## BEGIN

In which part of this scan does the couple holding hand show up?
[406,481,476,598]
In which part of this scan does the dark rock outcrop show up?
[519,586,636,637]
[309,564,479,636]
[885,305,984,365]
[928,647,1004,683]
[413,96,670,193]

## END

**Your instructions**. Rescale everything from the line containing "In which part of this scan does the dark" down to the last line: rewrite those lines, keeping the worded line unchanged and multiplying each coordinate by 1.1, rounded to the nearest whole number with halves rounded up. Give only those lines.

**The reply**.
In which part of this scan does the dark rock outcrop show up?
[571,645,700,701]
[340,620,527,700]
[974,336,1082,402]
[1021,712,1104,751]
[454,106,737,212]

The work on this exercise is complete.